Natural-language object grounding data
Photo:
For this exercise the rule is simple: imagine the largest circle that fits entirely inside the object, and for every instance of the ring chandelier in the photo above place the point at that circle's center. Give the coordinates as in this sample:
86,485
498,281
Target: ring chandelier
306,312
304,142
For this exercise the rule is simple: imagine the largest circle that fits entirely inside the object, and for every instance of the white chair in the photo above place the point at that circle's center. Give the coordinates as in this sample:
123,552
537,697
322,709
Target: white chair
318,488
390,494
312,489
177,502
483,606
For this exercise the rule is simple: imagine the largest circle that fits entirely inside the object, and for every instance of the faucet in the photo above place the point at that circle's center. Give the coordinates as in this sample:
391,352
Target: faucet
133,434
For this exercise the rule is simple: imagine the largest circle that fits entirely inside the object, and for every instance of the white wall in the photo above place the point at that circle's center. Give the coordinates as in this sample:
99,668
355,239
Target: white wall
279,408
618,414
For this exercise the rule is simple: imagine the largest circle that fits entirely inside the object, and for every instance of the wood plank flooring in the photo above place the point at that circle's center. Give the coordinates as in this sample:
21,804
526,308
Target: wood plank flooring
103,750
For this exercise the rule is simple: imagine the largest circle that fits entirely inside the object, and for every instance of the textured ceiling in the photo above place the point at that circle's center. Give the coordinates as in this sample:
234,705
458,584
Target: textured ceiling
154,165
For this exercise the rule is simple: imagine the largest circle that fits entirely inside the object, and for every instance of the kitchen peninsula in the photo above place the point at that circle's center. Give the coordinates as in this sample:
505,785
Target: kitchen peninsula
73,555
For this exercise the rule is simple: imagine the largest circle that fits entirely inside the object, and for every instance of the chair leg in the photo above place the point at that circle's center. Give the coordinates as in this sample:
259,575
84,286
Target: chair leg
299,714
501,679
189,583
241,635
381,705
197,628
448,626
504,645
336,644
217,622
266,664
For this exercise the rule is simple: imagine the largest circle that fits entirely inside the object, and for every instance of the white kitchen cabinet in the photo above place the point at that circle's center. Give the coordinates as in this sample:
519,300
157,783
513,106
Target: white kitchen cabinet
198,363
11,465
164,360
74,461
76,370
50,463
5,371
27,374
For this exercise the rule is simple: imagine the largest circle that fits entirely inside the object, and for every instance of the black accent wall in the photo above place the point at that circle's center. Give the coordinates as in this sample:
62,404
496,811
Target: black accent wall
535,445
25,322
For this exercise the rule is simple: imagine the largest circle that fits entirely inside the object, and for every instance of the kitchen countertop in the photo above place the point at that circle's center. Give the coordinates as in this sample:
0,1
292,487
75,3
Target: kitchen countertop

WHAT YOU WILL DO
Please copy out each line in the entries that mentions the string "countertop".

RESULT FOR THIS TASK
For this exercise the rule is simple: imagine the largest circle that fits entirely inside the object, and for every instance of the kitchen countertop in the photo above place the point at that circle's center. Give the coordinates as in this sample:
Target: kitchen countertop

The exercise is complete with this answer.